__Exercise requirements__
In the records below, find each line with "adult" and copy it.

● ● ● ● ● ● ●

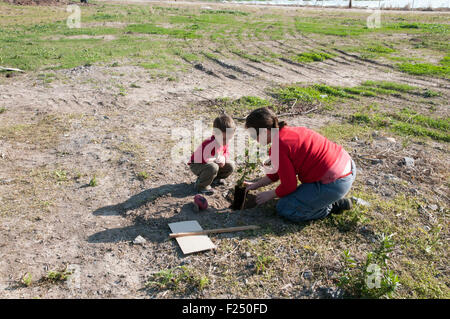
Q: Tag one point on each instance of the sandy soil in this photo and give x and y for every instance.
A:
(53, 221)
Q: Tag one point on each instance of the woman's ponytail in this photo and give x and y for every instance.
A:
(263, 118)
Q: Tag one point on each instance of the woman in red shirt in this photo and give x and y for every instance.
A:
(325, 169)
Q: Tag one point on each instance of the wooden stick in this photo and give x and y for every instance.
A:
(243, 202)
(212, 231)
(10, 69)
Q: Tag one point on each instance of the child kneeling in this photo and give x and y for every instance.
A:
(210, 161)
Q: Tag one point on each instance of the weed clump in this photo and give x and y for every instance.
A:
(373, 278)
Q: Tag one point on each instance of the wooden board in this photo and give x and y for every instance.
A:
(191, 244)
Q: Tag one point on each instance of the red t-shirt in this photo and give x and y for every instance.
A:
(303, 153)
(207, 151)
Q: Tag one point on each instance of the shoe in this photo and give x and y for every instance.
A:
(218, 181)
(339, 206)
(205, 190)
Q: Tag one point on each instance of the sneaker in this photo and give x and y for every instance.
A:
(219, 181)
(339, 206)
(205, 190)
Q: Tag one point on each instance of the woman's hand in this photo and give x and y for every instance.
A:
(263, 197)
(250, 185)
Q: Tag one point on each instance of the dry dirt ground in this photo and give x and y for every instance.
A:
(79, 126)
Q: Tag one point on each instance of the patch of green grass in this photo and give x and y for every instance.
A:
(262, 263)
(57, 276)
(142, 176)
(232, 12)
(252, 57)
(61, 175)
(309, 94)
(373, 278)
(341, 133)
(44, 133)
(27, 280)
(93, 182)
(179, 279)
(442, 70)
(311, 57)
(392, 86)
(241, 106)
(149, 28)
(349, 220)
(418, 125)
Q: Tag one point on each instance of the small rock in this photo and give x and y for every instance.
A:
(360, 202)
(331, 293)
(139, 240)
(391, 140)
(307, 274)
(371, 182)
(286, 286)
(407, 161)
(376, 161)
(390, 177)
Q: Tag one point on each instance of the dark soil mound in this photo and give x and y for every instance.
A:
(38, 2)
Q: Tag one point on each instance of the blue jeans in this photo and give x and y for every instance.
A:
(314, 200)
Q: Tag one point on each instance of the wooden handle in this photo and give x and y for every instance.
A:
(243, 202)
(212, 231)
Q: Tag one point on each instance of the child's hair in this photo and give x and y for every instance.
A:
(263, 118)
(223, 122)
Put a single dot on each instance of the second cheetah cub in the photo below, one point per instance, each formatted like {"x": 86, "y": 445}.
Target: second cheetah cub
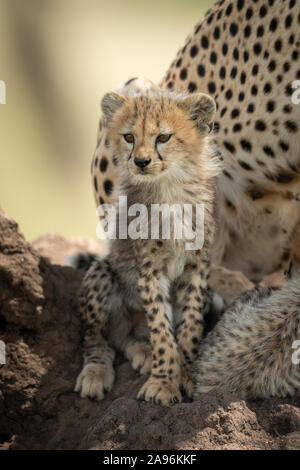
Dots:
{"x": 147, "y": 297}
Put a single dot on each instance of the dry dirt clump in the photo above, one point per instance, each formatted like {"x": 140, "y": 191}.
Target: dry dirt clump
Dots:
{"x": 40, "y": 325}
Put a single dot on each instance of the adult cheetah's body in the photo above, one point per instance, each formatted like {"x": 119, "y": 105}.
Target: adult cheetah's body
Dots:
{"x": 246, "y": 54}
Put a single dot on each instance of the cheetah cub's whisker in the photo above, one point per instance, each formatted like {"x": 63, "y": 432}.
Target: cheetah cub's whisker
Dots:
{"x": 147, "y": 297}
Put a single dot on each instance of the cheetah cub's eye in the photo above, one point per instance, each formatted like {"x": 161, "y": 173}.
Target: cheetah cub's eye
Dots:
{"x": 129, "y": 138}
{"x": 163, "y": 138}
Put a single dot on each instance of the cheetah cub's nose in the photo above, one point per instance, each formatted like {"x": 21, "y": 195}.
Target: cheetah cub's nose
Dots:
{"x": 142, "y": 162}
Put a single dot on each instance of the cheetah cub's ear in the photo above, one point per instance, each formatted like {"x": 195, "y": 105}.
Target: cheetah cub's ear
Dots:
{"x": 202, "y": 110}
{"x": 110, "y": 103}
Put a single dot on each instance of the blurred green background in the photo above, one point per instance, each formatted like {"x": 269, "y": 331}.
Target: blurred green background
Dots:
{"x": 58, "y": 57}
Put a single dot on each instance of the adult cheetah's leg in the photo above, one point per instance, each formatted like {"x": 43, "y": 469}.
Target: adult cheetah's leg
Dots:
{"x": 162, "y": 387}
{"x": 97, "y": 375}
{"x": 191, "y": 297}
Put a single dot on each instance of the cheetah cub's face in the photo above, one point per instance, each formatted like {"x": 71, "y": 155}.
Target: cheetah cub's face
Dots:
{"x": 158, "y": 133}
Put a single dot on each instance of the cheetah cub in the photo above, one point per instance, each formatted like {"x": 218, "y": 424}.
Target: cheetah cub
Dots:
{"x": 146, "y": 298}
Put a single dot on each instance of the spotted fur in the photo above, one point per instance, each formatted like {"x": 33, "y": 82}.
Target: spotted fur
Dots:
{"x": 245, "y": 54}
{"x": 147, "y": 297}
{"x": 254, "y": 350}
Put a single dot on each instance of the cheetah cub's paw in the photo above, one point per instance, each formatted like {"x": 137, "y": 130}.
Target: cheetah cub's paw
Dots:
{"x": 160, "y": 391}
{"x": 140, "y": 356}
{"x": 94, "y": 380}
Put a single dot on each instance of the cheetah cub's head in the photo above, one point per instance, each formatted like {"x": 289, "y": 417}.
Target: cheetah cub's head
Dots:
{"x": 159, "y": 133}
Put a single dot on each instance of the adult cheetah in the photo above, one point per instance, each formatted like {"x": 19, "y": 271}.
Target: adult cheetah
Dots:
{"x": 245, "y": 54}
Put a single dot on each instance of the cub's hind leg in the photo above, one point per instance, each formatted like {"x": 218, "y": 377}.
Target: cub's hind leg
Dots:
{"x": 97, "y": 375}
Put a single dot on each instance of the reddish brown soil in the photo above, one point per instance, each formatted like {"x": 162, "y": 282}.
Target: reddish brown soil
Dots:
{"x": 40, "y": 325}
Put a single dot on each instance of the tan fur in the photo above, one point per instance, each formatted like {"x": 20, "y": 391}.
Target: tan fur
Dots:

● ● ● ● ● ● ●

__Finished task__
Put a single dot on each instance of the adult cheetah's body in the photo above, one point per instance, each formatted like {"x": 119, "y": 105}.
Target: adult cheetah's body
Put a single dot on each instance of the adult cheetah's leg in the photo above, one point per instance, each formatted like {"x": 43, "y": 469}.
Target: adult cheetah's leg
Put a single dot on each instance of the adult cheetah in the photo above, one point per instance, each formatted like {"x": 19, "y": 271}.
Target: adult cheetah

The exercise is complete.